Die reaktionäre Rhetorik der Regierung zum Thema Familie hat sich in der Erhöhung der Mehrwertsteuer für Babynahrung und Windeln niedergeschlagen. Laut Regierung sei es notwendig, zum Wohle der Nation Kinder gegen die „ethnische Substitution“ durch Migrant:innen zu gebären – dies wurde tatsächlich vom Landwirtschaftsminister gesagt! Dass die Familien diese Kinder nicht ernähren können, ist jedoch irrelevant. Nicht zu vergessen, dass das Wahlversprechen, die Mineralölsteuer abzuschaffen, natürlich schnell gebrochen wurde.

Das Gemetzel an Migrant:innen geht weiter …

Das italienische Proletariat ist nicht das einzige Ziel. Die Regierung hat sich im letzten Jahr besonders vehement auch gegenüber Migrant:innen positioniert, die immer schon ein erklärtes Ziel dieser Rassist:innen waren. Und sie wollen so auch den Anstieg der Unzufriedenheit aufgrund der nicht eingehaltenen Wahlversprechen eindämmen. Schon während des Wahlkampfs war eine der bekanntesten Forderungen der Regierung die nach einer „Seeblockade“ Italiens, eine ultrareaktionäre und letztlich unrealisierbare Maßnahme, die dazu diente, das vorhandene rassistische Gefühl in der Bevölkerung zu schüren und kapitalisieren.

☆ ☆ ☆

## Arbeitsauftrag
Welchem Zweck diente laut dem Textauszug die Forderung der Regierung nach einer „Seeblockade“ Italiens? Antworte in ein bis drei Sätzen.

## Vorliegendes Material
☆ ☆ ☆

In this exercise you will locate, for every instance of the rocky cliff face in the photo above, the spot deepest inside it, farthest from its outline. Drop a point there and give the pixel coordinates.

☆ ☆ ☆

## Ergebnis
Die Forderung diente dazu, das in der Bevölkerung vorhandene rassistische Gefühl zu schüren und zu kapitalisieren. Sie stammt aus dem Wahlkampf, und der Text nennt die Maßnahme ultrareaktionär und letztlich unrealisierbar.